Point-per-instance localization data

——

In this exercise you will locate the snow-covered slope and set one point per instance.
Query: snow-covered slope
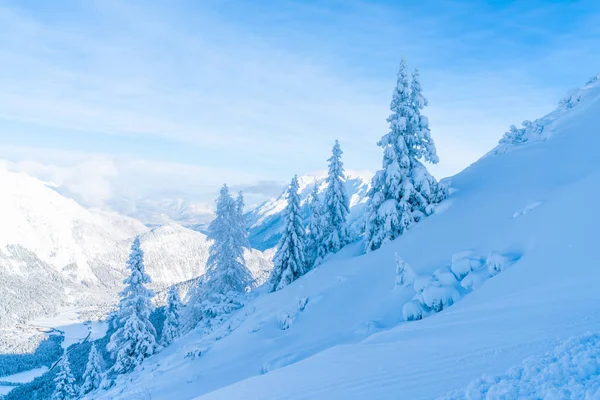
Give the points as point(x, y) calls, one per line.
point(164, 211)
point(338, 332)
point(265, 222)
point(54, 252)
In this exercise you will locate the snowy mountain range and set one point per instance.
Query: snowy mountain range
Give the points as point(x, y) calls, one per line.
point(156, 212)
point(265, 222)
point(56, 253)
point(506, 269)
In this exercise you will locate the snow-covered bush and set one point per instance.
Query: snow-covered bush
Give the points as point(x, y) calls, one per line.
point(437, 296)
point(464, 262)
point(286, 319)
point(415, 310)
point(496, 263)
point(448, 284)
point(405, 276)
point(570, 101)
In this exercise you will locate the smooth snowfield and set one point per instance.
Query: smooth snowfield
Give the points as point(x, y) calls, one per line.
point(337, 333)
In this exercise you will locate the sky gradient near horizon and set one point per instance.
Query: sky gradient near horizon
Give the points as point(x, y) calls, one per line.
point(112, 99)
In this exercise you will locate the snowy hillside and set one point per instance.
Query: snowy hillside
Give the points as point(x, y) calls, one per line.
point(54, 252)
point(509, 261)
point(265, 222)
point(163, 211)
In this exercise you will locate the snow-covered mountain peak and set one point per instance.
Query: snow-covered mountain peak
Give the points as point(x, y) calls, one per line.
point(265, 224)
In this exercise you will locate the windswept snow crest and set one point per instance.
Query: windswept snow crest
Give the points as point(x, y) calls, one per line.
point(570, 371)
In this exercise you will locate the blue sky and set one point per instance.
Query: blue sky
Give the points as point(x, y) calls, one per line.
point(113, 99)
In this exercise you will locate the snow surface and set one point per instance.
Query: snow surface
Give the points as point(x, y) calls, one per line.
point(9, 382)
point(349, 340)
point(26, 376)
point(570, 371)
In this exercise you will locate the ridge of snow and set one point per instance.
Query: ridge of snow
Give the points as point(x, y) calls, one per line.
point(543, 128)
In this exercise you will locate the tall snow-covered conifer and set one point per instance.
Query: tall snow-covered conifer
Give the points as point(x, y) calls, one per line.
point(226, 268)
point(403, 192)
point(92, 376)
point(336, 203)
point(289, 263)
point(171, 326)
point(314, 244)
point(64, 382)
point(135, 338)
point(227, 277)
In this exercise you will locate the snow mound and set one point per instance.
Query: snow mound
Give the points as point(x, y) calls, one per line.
point(543, 128)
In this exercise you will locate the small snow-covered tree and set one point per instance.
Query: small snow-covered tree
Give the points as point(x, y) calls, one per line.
point(92, 376)
point(405, 276)
point(336, 203)
point(403, 192)
point(242, 225)
point(314, 244)
point(135, 338)
point(289, 263)
point(64, 382)
point(171, 326)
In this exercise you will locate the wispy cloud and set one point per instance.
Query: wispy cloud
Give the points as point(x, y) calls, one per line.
point(152, 97)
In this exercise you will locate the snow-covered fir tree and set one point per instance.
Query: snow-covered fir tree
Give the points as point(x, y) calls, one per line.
point(403, 192)
point(172, 325)
point(336, 203)
point(314, 243)
point(135, 338)
point(289, 263)
point(92, 376)
point(226, 268)
point(64, 382)
point(227, 277)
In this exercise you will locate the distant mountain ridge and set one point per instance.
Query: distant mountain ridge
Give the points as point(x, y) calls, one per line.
point(54, 252)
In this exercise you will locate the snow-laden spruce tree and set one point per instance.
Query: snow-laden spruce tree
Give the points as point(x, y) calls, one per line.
point(336, 203)
point(92, 376)
point(64, 382)
point(226, 268)
point(289, 263)
point(243, 232)
point(172, 325)
point(403, 192)
point(314, 243)
point(227, 277)
point(135, 338)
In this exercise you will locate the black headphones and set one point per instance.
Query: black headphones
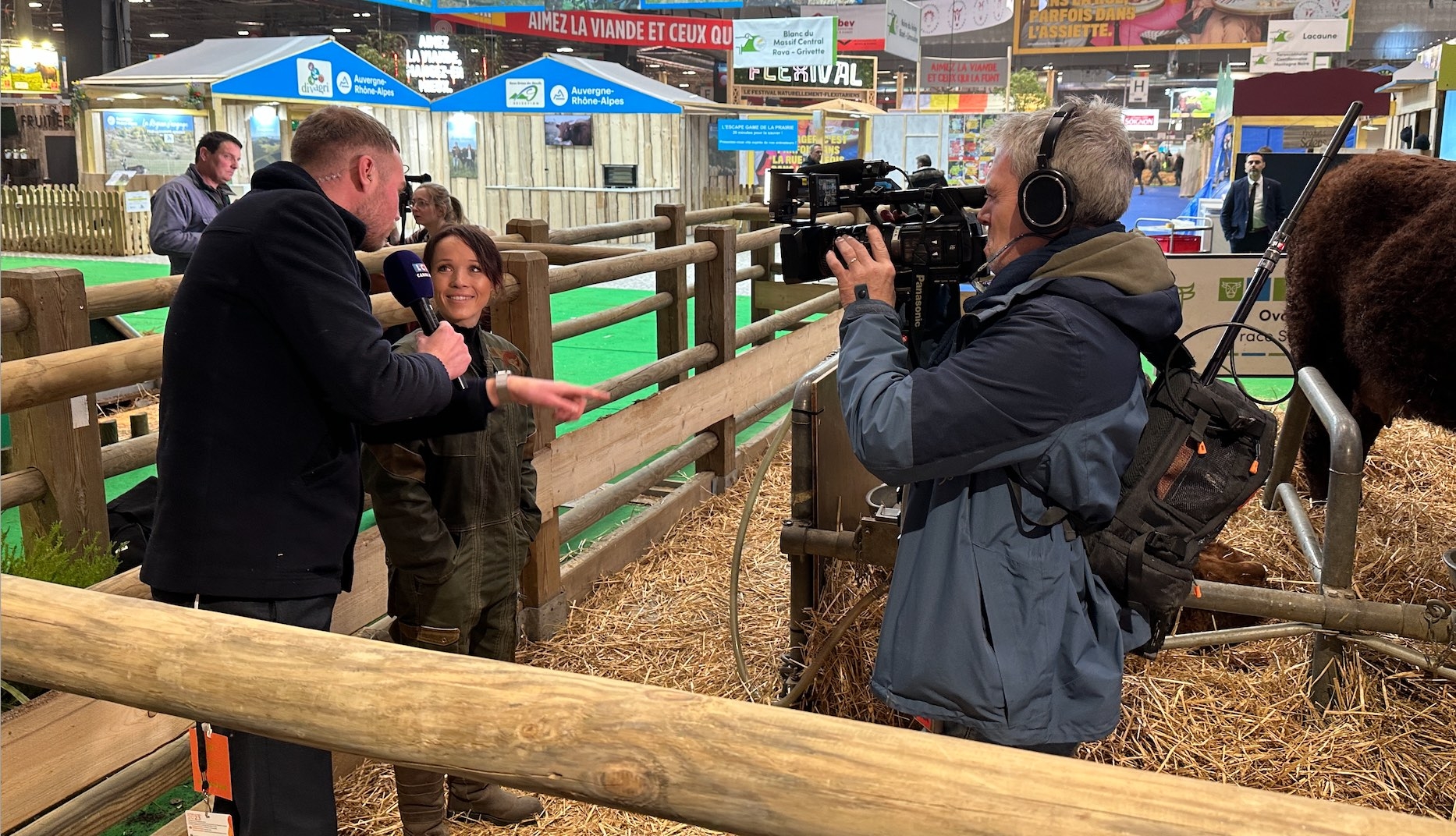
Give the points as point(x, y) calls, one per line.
point(1046, 197)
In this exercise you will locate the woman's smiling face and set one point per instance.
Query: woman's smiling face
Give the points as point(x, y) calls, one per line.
point(462, 285)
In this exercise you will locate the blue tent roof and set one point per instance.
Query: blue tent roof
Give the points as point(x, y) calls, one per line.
point(565, 85)
point(326, 73)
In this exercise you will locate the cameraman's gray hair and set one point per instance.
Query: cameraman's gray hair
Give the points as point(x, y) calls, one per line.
point(1091, 151)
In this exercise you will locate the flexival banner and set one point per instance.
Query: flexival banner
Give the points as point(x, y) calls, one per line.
point(785, 41)
point(328, 73)
point(849, 77)
point(612, 28)
point(861, 28)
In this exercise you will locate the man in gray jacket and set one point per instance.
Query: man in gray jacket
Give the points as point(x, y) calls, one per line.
point(185, 204)
point(996, 629)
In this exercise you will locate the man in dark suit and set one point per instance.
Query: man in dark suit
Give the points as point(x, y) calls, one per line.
point(1254, 209)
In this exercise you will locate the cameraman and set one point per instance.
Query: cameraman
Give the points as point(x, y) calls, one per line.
point(996, 628)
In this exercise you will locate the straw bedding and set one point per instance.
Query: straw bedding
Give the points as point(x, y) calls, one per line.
point(1235, 715)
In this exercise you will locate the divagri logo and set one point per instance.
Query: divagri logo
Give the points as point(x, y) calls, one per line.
point(526, 94)
point(314, 77)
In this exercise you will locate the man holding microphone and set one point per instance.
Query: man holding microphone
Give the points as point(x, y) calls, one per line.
point(258, 507)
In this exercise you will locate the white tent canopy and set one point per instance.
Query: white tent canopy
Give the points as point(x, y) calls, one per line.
point(208, 62)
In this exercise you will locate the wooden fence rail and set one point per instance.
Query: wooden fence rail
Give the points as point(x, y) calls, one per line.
point(70, 220)
point(714, 762)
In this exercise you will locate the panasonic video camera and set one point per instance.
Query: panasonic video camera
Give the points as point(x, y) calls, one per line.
point(932, 236)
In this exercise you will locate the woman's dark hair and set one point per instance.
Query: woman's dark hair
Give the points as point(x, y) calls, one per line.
point(479, 243)
point(445, 203)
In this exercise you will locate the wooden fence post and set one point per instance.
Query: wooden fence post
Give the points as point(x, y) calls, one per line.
point(526, 322)
point(532, 231)
point(672, 321)
point(717, 321)
point(759, 307)
point(57, 439)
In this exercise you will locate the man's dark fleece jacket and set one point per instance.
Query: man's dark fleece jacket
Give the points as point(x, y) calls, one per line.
point(272, 362)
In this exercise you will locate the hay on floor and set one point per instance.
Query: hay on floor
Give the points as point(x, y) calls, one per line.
point(1235, 715)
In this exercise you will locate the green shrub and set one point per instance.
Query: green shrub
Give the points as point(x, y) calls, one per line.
point(51, 560)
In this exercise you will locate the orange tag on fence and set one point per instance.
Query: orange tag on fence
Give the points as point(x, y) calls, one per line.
point(203, 824)
point(218, 770)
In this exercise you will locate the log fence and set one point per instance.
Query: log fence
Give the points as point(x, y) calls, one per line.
point(721, 763)
point(139, 750)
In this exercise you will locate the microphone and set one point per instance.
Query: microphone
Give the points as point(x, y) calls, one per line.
point(988, 267)
point(411, 285)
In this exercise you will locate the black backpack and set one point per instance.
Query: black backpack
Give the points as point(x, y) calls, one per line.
point(1205, 452)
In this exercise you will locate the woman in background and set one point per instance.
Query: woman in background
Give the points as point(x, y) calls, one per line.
point(435, 209)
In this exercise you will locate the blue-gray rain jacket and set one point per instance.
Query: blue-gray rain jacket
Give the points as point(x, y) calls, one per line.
point(181, 210)
point(992, 622)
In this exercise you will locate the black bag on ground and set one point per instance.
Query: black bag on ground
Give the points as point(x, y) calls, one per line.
point(1205, 452)
point(129, 517)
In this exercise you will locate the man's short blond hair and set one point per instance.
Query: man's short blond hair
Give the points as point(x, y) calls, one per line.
point(331, 137)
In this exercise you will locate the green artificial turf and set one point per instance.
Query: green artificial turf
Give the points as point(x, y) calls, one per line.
point(587, 359)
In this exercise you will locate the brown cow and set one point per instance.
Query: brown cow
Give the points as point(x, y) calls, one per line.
point(576, 133)
point(1227, 565)
point(1372, 296)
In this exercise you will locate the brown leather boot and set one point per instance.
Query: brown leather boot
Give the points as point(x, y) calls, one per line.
point(491, 802)
point(421, 802)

——

- The problem: Check every line of the records, and copy the ones that hold the word "divagri".

- Exercise output:
In this exercise you will locate the divagri logo and set one point per instance.
Query: divagri logo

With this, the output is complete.